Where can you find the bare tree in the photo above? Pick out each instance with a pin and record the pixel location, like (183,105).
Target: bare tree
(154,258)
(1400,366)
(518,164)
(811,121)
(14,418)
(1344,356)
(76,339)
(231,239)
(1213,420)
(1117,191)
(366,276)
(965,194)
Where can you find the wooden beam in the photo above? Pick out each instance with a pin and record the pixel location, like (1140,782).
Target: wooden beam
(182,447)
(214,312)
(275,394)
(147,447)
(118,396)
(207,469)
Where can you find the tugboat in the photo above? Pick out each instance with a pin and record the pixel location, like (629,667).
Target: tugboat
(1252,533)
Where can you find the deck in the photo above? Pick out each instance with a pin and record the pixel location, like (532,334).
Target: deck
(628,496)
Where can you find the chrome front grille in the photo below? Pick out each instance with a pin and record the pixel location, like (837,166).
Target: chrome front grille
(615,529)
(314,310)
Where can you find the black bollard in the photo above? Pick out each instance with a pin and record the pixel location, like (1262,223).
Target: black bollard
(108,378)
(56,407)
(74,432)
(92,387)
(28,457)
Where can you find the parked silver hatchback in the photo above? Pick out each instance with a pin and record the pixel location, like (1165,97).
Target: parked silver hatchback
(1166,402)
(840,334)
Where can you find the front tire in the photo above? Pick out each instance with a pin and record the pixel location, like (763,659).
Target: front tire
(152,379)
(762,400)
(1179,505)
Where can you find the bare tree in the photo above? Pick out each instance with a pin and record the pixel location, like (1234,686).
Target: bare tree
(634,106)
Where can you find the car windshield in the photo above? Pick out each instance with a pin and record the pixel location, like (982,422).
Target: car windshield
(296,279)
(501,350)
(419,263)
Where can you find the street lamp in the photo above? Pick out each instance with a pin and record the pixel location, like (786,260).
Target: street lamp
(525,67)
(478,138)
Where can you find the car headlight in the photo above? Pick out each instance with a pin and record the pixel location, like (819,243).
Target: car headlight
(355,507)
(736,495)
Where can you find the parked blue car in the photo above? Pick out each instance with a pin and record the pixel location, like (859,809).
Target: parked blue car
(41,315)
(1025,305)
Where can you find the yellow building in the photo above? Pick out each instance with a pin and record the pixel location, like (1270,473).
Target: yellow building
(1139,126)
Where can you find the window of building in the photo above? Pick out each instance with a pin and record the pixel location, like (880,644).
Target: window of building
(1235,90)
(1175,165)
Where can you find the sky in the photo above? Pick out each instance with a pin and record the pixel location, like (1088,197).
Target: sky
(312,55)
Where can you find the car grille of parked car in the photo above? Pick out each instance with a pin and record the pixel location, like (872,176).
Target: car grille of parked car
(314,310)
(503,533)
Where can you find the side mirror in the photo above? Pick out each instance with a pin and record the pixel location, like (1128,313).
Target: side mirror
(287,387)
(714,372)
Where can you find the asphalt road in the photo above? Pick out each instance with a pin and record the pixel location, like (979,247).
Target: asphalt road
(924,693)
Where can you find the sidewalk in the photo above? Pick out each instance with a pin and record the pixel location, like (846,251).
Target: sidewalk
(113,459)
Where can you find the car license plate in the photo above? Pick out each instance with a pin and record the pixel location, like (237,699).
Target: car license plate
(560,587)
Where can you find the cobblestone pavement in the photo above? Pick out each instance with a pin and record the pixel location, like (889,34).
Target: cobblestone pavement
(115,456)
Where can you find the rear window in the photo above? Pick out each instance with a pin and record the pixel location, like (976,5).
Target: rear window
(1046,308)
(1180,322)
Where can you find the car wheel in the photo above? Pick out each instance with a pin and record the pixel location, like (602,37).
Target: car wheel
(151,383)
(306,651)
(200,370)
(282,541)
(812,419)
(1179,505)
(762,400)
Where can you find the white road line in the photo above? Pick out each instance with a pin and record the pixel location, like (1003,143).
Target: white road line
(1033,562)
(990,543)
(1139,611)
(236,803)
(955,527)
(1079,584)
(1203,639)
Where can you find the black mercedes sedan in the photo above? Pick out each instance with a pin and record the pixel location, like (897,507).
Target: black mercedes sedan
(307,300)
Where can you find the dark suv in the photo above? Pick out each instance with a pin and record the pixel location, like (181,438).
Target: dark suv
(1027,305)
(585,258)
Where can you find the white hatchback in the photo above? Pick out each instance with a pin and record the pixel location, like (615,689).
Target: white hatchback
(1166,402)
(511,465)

..........

Work item: Everything from the line with "Target: black mercedes sedan" through the last line of the data above, please return word for word, and no other line.

Solution for this problem:
Target: black mercedes sedan
(307,300)
Where can you find the dark suv in the photo above? Pick out each instance with a pin and record the pixel location, like (181,438).
Target: dark suv
(1027,305)
(585,258)
Where can you find the white hatchback in the photo above? Pick out each instance with a pin and record the pixel location, like (615,689).
Target: white hatchback
(1166,402)
(511,465)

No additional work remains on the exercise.